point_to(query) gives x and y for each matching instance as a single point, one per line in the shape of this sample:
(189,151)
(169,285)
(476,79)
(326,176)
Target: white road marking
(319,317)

**Exercise**
Say every entry again, exactly as it reads.

**Answer to this task**
point_to(query) gives x and y for each matching instance as a single point, one per line in the shape of this sample:
(189,151)
(169,285)
(476,79)
(326,176)
Target: white road marking
(319,317)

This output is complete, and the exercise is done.